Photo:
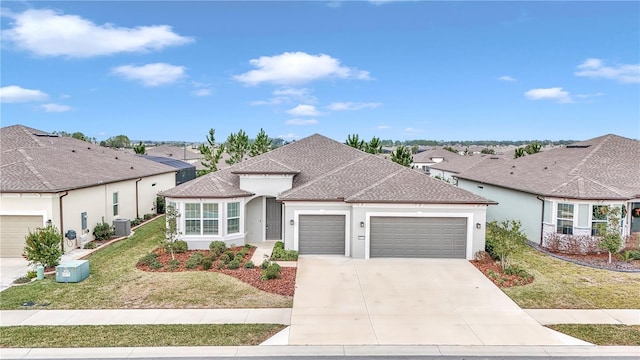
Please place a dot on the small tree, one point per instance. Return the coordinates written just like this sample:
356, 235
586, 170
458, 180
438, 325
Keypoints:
43, 247
504, 240
612, 239
171, 230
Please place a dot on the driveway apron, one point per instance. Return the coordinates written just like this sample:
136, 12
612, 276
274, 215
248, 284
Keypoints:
347, 301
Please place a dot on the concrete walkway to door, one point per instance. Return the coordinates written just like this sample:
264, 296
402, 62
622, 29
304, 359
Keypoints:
405, 302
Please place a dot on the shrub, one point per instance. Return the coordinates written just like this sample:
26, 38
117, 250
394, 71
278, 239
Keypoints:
103, 231
206, 263
217, 248
271, 272
43, 247
193, 261
148, 259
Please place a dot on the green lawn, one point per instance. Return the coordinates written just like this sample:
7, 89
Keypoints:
602, 334
136, 335
115, 283
563, 285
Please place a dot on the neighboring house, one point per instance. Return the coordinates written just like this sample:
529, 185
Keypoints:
323, 197
71, 184
563, 190
184, 170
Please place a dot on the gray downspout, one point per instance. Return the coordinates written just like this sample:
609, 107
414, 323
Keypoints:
62, 220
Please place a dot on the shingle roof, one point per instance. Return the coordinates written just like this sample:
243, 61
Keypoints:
331, 171
606, 167
34, 161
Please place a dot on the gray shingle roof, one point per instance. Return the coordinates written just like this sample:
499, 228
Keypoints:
330, 171
606, 167
34, 161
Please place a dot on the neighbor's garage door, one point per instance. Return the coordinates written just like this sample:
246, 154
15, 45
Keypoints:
418, 237
13, 229
321, 234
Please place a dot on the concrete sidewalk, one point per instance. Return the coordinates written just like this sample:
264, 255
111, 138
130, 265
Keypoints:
283, 351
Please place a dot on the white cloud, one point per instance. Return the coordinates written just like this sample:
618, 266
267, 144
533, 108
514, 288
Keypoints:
16, 94
292, 68
506, 78
151, 74
304, 110
555, 94
343, 106
55, 107
596, 69
47, 32
302, 122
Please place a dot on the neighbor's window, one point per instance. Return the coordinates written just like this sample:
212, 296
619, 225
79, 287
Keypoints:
599, 220
565, 219
192, 219
233, 218
210, 219
115, 203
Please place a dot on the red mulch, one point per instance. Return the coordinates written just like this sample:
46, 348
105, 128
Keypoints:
487, 265
285, 285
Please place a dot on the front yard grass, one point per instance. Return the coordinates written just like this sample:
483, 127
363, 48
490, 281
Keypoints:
602, 334
560, 284
115, 283
136, 335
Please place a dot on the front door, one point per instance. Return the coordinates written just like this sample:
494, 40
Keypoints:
274, 219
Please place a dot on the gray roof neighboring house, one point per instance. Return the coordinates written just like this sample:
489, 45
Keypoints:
326, 170
605, 168
32, 160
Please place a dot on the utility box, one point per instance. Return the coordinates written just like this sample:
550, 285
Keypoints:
122, 227
72, 271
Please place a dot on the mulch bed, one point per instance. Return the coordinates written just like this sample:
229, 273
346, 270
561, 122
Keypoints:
285, 285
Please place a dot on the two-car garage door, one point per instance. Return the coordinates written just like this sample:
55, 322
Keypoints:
418, 237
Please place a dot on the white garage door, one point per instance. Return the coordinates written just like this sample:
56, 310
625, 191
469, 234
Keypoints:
418, 237
321, 234
13, 229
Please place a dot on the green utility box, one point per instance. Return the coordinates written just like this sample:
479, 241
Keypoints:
72, 271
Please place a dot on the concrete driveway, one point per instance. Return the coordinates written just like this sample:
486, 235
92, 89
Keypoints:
342, 301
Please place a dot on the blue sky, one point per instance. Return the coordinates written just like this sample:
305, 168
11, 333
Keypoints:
397, 70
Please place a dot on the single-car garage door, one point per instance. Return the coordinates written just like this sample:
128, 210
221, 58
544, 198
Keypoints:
418, 237
321, 234
13, 229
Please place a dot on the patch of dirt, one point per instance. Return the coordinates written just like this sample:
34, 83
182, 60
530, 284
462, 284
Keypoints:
492, 270
285, 285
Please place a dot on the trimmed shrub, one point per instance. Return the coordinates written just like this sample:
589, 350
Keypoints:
42, 247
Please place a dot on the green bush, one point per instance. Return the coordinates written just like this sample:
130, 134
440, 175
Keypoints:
43, 247
148, 259
271, 272
206, 263
103, 231
217, 248
193, 261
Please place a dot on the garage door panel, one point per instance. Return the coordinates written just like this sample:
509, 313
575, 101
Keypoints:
13, 229
321, 234
418, 237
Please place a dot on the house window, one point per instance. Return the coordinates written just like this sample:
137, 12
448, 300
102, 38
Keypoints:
599, 220
210, 219
192, 218
115, 203
233, 218
565, 219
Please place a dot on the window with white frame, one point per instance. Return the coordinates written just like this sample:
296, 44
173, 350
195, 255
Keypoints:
565, 219
192, 219
233, 218
599, 220
210, 219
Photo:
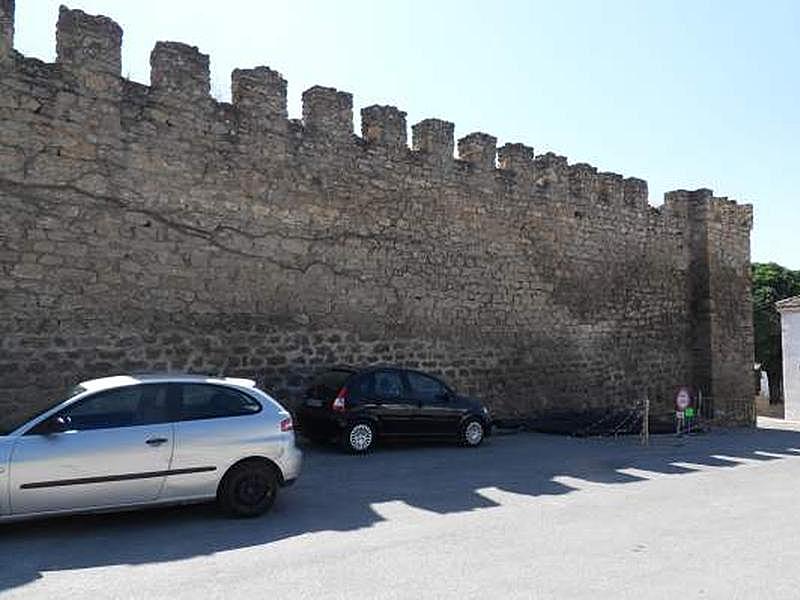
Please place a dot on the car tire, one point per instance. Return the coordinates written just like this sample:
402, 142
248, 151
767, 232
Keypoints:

> **Required task**
Print every record above exactly as written, leaving out the pictures.

> **Answer for this exercise**
Photo:
Please place a dot on the small tree, one point per instance. Return the coordinates written just like this sample:
356, 235
586, 170
458, 180
438, 325
Keypoints:
43, 247
504, 240
612, 239
171, 230
Please place a dot on the driveway apron, one point per instance. Return the coordinates written just like this sample:
136, 12
612, 276
274, 215
248, 284
Keypoints:
347, 301
Please place a dot on the concrete walkway to door, one point per instance. Return the coordinates written just like this sample:
264, 296
402, 62
622, 29
304, 359
Keypoints:
405, 302
Please place a dot on the shrub, one point per instance. Return the coordinates written just like this sample:
26, 38
117, 250
394, 71
278, 239
Keypoints:
103, 231
206, 263
217, 248
271, 272
43, 247
193, 261
148, 259
Please place a dot on the green lawn, one point per instance. Return the coordinates written just like this sample:
7, 89
Keypoints:
602, 334
136, 335
115, 283
563, 285
Please place a dot on the neighboring house, one point per instance. Return the coordinates written just like this sample:
529, 185
Keypoints:
323, 197
71, 184
563, 190
184, 170
Please place a dot on the gray downspout, one point per instance. Return the coordinates written just like this sample:
609, 107
414, 323
Keypoints:
62, 220
Please place a dot on the shingle roof, one point per instance. Return the coordinates written just like this sample:
243, 61
Keypoints:
331, 171
606, 167
34, 161
Please place a dot on the gray shingle roof, one point per instance. Return the coordinates written just like this sample:
499, 228
Keypoints:
330, 171
606, 167
34, 161
Please place a dot on the neighbor's garage door, one point per instance. Return the coordinates written just like this sample:
246, 154
15, 45
Keypoints:
418, 237
13, 229
321, 234
Please place a dot on the concrete sidewalk, one point per instance. Return the coordinates written just like this sample:
264, 255
111, 138
130, 265
Keypoints:
283, 351
Please place a dot on the white cloud, one point per instance. Return the coordinates written just like this sample:
618, 266
267, 144
533, 108
514, 288
Keypoints:
16, 94
292, 68
506, 78
151, 74
304, 110
555, 94
343, 106
55, 107
596, 69
47, 32
302, 122
Please place a dot on the neighbor's window, one point per instance. Return the coordinates written just like this sample:
212, 296
619, 225
79, 287
Keypoints:
599, 220
565, 219
192, 219
233, 218
210, 219
115, 203
Please place a dot on the red mulch, one point per instance. Return the coordinates written just like this sample:
46, 348
105, 128
Keypoints:
487, 265
285, 285
Please place a dot on the front yard grass, one point per instance. Return the coordinates written just like this sample:
483, 127
363, 48
490, 281
Keypoints:
602, 334
560, 284
115, 283
136, 335
Please place a dot on the front door, one point per instance. Return the coordinates written just like this sample:
494, 40
Keypoints:
274, 219
Please place a dot on the gray roof neighboring house, one point per instance. Return the coordinates written just like this sample:
489, 45
Keypoints:
326, 170
605, 168
32, 160
Please place a dot on the utility box, one point per instance. Return the coordinates written just like this sample:
550, 285
Keypoints:
122, 227
72, 271
Please place a dot on the mulch bed, one point per instance. Return the coordinates written just like this sample:
229, 273
346, 270
561, 122
Keypoints:
285, 285
Please place a dot on the two-car garage door, one point per instance. Return the coordinates written just like this sample:
55, 322
Keypoints:
418, 237
Please place a dot on the white garage door, one point per instance. Return the coordinates written just like this sample:
56, 310
625, 191
469, 234
Keypoints:
418, 237
321, 234
13, 229
Please place a dot on the green utility box, one point per instance. Return the coordinates written just like this sample:
479, 241
Keypoints:
72, 271
Please place a dot on the concrete driveway, one point per instance. Return the coordinates written just like this sample:
486, 235
92, 89
Keypoints:
342, 301
Please place a dot on the blue sky, one point per instance. Return the coordinates written just like this sample:
305, 168
11, 333
Keypoints:
397, 70
Please place a dot on the single-car garage door, one point per instance. Return the coordinates written just like this sample:
128, 210
221, 58
544, 198
Keypoints:
418, 237
321, 234
13, 229
Please place a dot on the patch of dirt, one point per instance. Return the coordinates written just like this sample:
34, 83
182, 60
530, 284
462, 284
Keypoints:
492, 270
285, 285
Please place a dot on the trimmed shrub, one point per instance. Return the coordinates written just like this sample:
589, 350
Keypoints:
42, 247
Please place a dot on the green bush, one point per instance. Return the coordinates written just like this sample:
130, 134
440, 175
Keypoints:
43, 247
148, 259
271, 272
206, 263
103, 231
217, 248
193, 261
Please place a dot on the garage door panel, one point per instance. Return the coordinates written just like this sample:
509, 313
575, 101
Keypoints:
13, 229
321, 234
418, 237
Please place a dot on the house window, one point per instance. Return the coordinates written just like this sample:
137, 12
448, 300
102, 38
Keypoints:
599, 220
210, 219
192, 218
115, 203
233, 218
565, 219
Please place a dot on the window with white frame, one point per instance. Return the coordinates written just like this sample:
296, 44
173, 350
195, 255
Keypoints:
565, 219
192, 219
233, 218
599, 220
210, 219
Photo:
Please place a dot on the car tire, one point per instance. Return the coordinates written just like this sample:
402, 142
248, 151
767, 232
Keypoints:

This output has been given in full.